▸ **Potongan Teks**:
★ ★ ★
Baru-baru ini sebuah fakta terungkap, sebanyak 92 orang masyarakat Kabupaten Seluma positif mengidap penyakit HIV/Aids. Seperempat dari 92 orang tersebut masih remaja.
Fakta ini ditemukan berdasarkan data dari penelitian Dinas Kesehatan (Dinkes) Kabupaten Seluma melalui 22 Puskesmas di 14 kecamatan.
Lain Seluma, lain di Papua. Di provinsi paling timur Indonesia ini, HIV/Aids bahkan telah dikhawatirkan akan memusnahkan suku-suku kecil yang ada dalam beberapa tahun mendatang.
Di Kepulauan Riau, Dinas Kesehatan setempat menganggap virus HIV/Aids ini seperti bencana yang mengkhawatirkan dimana penderitanya mayoritas adalah homoseksual, waria dan PSK.
★ ★ ★
▸ **Tugas 1**: Tentukan apakah setiap pernyataan berikut sesuai dengan teks tentang HIV/Aids. Jawab ya atau tidak, lalu kutip kata-kata teks yang menjadi penentunya. (a) Sebanyak 92 orang di Kabupaten Seluma positif HIV/Aids. (b) Data di Seluma dikumpulkan melalui 22 Puskesmas di 22 kecamatan. (c) Di Kepulauan Riau, sebagian besar penderita HIV/Aids adalah remaja.
▸ **Tugas 2**: Tukar "Puskesmas" dengan "rumah sakit" lalu tulis ulang bagian teks tentang HIV/Aids yang dimulai dari "Baru-baru ini sebuah" dan berakhir pada "waria dan PSK.".
▸ **Tugas 3**: Sambung teks tentang HIV/Aids di beberapa daerah Indonesia mulai dari bagian teks itu berhenti.
★ ★ ★
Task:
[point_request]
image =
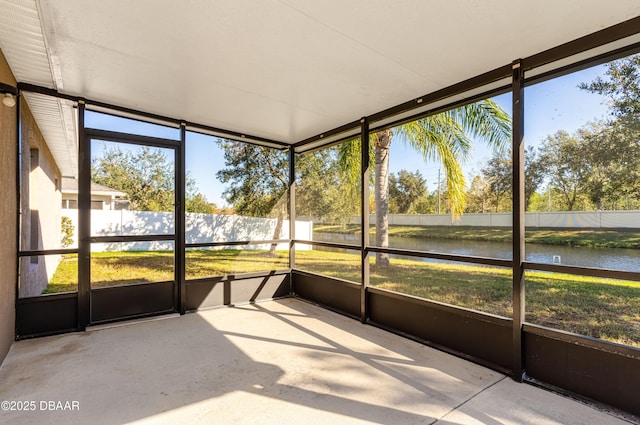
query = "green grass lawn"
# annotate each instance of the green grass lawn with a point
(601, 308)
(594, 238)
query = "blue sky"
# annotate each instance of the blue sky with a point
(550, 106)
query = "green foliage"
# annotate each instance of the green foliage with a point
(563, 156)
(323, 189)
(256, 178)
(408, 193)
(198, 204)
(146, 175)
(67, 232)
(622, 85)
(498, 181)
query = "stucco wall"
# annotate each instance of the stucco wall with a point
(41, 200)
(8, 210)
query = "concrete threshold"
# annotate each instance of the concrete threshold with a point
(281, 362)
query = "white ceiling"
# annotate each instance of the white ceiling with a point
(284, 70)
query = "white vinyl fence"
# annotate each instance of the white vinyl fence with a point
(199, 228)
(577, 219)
★ ★ ★
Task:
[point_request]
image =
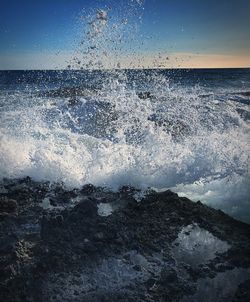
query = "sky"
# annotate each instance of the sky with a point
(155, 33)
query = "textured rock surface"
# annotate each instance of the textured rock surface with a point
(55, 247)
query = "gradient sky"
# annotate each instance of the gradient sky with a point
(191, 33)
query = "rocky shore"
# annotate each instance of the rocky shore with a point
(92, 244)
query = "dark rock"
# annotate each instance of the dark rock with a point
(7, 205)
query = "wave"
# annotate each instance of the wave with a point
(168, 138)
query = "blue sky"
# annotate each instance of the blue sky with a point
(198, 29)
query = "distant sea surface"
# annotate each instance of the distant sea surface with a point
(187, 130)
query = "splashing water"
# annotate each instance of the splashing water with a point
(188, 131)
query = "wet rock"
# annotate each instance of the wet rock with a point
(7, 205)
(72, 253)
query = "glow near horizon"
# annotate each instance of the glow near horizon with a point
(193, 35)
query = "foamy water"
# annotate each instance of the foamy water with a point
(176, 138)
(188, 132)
★ ★ ★
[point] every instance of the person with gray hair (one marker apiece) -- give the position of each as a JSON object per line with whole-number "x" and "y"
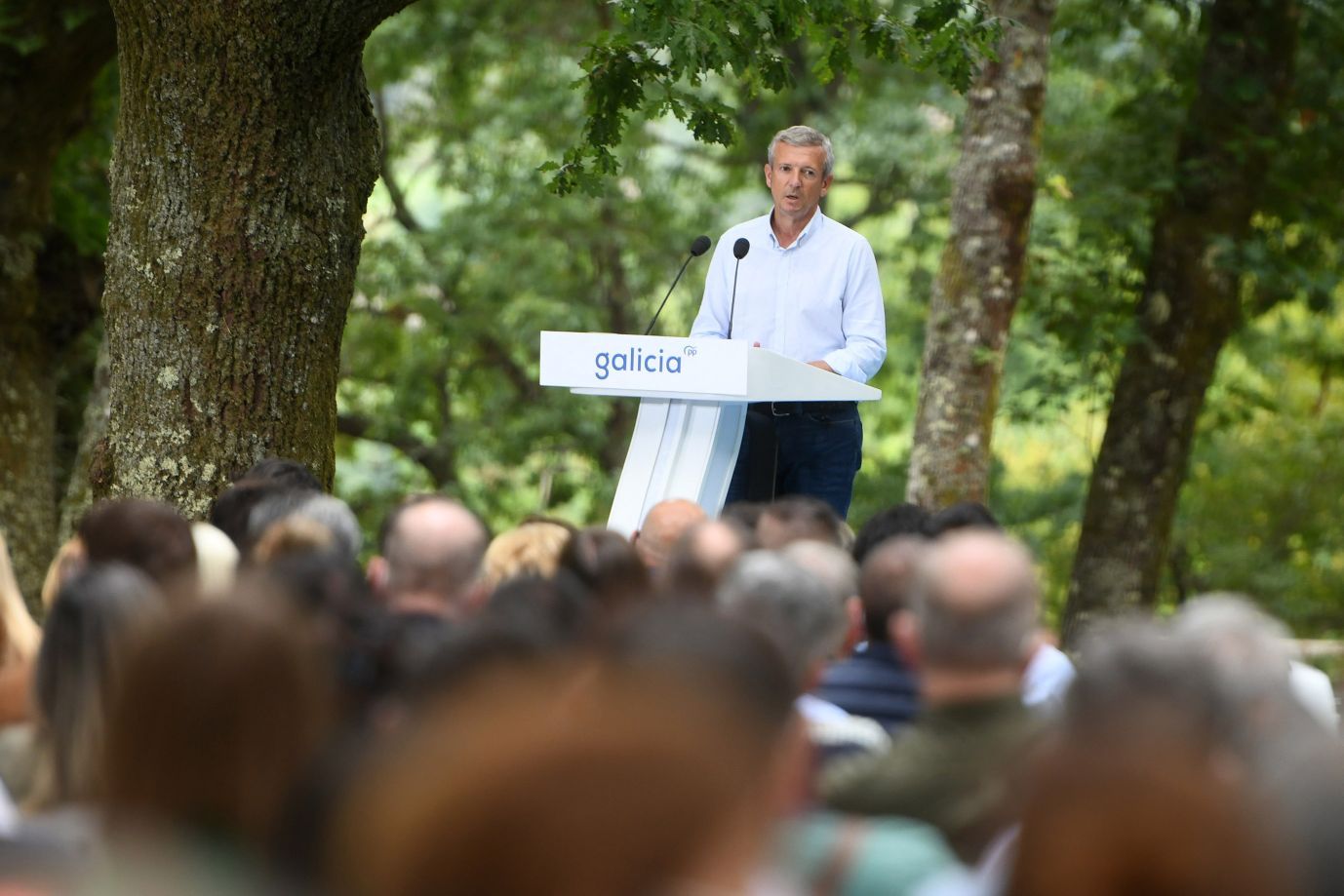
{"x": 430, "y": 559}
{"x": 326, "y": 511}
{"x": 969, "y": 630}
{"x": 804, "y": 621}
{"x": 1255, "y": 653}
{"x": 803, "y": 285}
★ ★ ★
▸ **Jawaban Tertulis 1**:
(a) Ya: "sebanyak 92 orang masyarakat Kabupaten Seluma positif mengidap penyakit HIV/Aids"
(b) Tidak: "melalui 22 Puskesmas di 14 kecamatan"
(c) Tidak: "penderitanya mayoritas adalah homoseksual, waria dan PSK"

▸ **Jawaban Tertulis 2**:
Baru-baru ini sebuah fakta terungkap, sebanyak 92 orang masyarakat Kabupaten Seluma positif mengidap penyakit HIV/Aids. Seperempat dari 92 orang tersebut masih remaja.
Fakta ini ditemukan berdasarkan data dari penelitian Dinas Kesehatan (Dinkes) Kabupaten Seluma melalui 22 rumah sakit di 14 kecamatan.
Lain Seluma, lain di Papua. Di provinsi paling timur Indonesia ini, HIV/Aids bahkan telah dikhawatirkan akan memusnahkan suku-suku kecil yang ada dalam beberapa tahun mendatang.
Di Kepulauan Riau, Dinas Kesehatan setempat menganggap virus HIV/Aids ini seperti bencana yang mengkhawatirkan dimana penderitanya mayoritas adalah homoseksual, waria dan PSK.

▸ **Jawaban Tertulis 3**:
Laporan Ditjen Pencegahan dan Pengendalian Penyakit Kementerian Kesehatan ketika mengamati perkembangan HIV-AIDS dan PIMS di Indonesia bulan Juli-September 2018, jumlah kasus HIV sebanyak 314.143 dan AIDS sebanyak 111.973 di mana 33 persen di antaranya adalah perempuan.
Laksana fenomena gunung es, data-data yang ada pada instansi-instansi tersebut belum semenakutkan jumlah sebenarnya dari orang-orang yang enggan untuk memeriksakan kesehatannya, entah karena takut diketahui penyakitnya atau karena bertambahnya jumlah penularan melalui umat manusia yang memelihara perilaku seks bebas dan penyimpangan seksual lainnya.
Mengatasi penyimpangan seksual dengan kondom bukan solusi HIV/Aids atau mencegah penyebarannya, karena pokok masalahnya bukan pada perbuatan seks, tapi penyimpangan dalam perilaku seksual.
Banyaknya perilaku seksual dilakukan orang-orang mengkonfirmasi betapa amalan agama atau nilai-nilai universal yang terkandung dalam semangat Ketuhanan Yang Maha Esa tidak lagi dijadikan sebagai pedoman oleh seluruh warga masyarakat.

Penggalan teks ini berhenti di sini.